Exercise instructions: Can you arrange the entries below as a two-column CSV, covering only the part that opens with the line containing "Exercise. Put one point on every instance of the bird's breast" and runs through the end of the entries? Use the columns entry_text and answer, with one row per entry, each value in a single quoted field, and line breaks replaced by spaces.
-------- Available records
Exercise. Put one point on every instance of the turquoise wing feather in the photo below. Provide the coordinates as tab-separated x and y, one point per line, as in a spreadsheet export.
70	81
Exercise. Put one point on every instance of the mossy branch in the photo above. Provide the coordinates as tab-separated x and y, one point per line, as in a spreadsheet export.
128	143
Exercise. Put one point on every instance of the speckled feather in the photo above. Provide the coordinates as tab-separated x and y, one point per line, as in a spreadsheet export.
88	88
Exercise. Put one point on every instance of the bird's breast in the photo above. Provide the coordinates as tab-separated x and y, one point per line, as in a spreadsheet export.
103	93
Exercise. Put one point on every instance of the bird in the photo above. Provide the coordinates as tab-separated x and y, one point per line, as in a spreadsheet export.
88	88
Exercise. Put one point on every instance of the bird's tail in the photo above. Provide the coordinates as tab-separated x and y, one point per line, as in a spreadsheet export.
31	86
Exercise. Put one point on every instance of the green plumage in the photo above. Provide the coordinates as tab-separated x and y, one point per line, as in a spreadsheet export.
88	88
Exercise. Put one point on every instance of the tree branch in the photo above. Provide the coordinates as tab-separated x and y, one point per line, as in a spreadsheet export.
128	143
----------------
Task result:
entry_text,answer
"Exercise. Put one point on every instance of the bird's breast in the photo above. Provide the coordinates as tab-separated x and y, one point per line, as in a spreadsheet export.","103	93"
"Exercise. Put one point on every instance of the bird in the photo above. Provide the coordinates as tab-separated x and y, one point per line, as in a spreadsheet export.","88	88"
"Exercise. Put one point on every instance of the bird's tail in the photo above. Provide the coordinates as tab-separated x and y, one point per line, as in a spreadsheet export.","31	86"
"Exercise. Put one point on every instance of the green plumage in the photo above. Provide the coordinates as tab-separated x and y, one point per line, as in a spreadsheet export.","88	88"
"Exercise. Put one point on every instance of the tree branch in the photo above. Provide the coordinates as tab-separated x and y, one point per line, as in a spreadsheet export.","128	143"